## Goal
Carry on the passage about rainwater harvesting and fresh water use in South Africa, starting right after its final sentence.

## Passage to read
Before approving the system for potable use, a detailed water sample (1 litre)  is taken and sent off to an accredited water testing laboratory. This laboratory makes use of the World Health Organization (WHO) Quality Control (QC)standard for potable water to highlight the sample's  water quality, as opposed to the SANS or any alternative standard. The results received are helpful and explicit in showing up any water quality related problems linked to both potable and household uses.

Every system is unique and therefore every the  water treatment performance of each rainwater harvesting installation  must be analyzed accordingly.

If the results are positive the installation is cleared for potable use.

In 2013 businesses paid R11.23/Kl, in 2023 Durban businesses will pay R53.70/Kl - that is a 378% increase in 10 years. 

It is clear that the Metro is focussing on generating more income from their industrial user base who in many instances are the biggest consumers of water. These massive increases in  water prices will start focussing business' attention to water conservationa and the re-use of treated water. 

Rainwater harvesting installations are a quick win to reduce water costs in a business.

Worldwide weather patterns have changed significantly and frequent weather anomalaties are having a greater impact on humans than before. It can be argued that it is part of a broader long term weather cycle and that technology and television has just made it a lot more visible to people around the world. The fact is that humans are consumers and they consume more and more resources on an ongoing basis.

Fresh water sources are becoming more polluted with industry, sewerage  and irrigation systems being the big culprits.  Water and energy demand need to be balanced on an ongoing basis. In a developing continent like Africa the demand for enegry far outstrips the demand for water conservation. In some countries in Africa only 2-5 percent of the population have acces to electricity. Thus the political demand for electricity as a resource is tremendous. Water intensive power generating facilities are built  without considering the imbalance that these units will have on the natural water cycle. The primary focus is on coal, gas and oil, and water is pumped over great distances to satisfy the demand for these water hungry facilities. In a country like South Africa,  2% of all the available fresh water is used for generating electricity.

## Provided data
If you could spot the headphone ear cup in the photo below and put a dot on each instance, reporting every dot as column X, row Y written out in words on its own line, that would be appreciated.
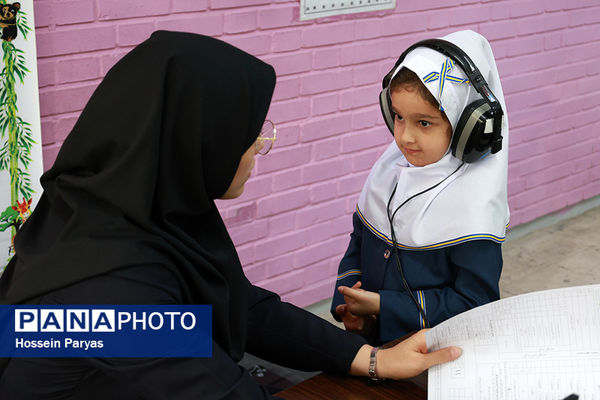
column 386, row 108
column 470, row 141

## Answer to the problem
Assumption of natural normal precipitation forecasts that were made ten years ago are no longer valid. Mega power stations like Medupi being built in South Africa technically does not have enough water to supply the station  when generating at peak capacity. Water thus have to be piped and pumped over long distances from rivers in other areas to support the demand for these generating units. This in turn will create an imbalance in another catchment system.

More and more energy is thus being being used to move water around the continent, creating a complete imbalance in the water energy cycle. Centralised water distribution networks and systems are becoming bigger and bigger and more cumbersome to manage. Approxiamtely 30% of all water supplied to a centralised distribution network is lost to leaks, thus it can be argued that 30% of the energy required to pump water through these systems are going to waste.  

Some countries in Southern Africa use more than 40% of natural precipitation to satisfy water demand in their countries. Any major shift in the rainfall patterns can have a catastrophic economical impact. Centralised water supply networks has always been seen a a cheap source of treated water but this  cannot be maintained much longer and water costs to big industrial consumers have increased significantly over the last 4 years.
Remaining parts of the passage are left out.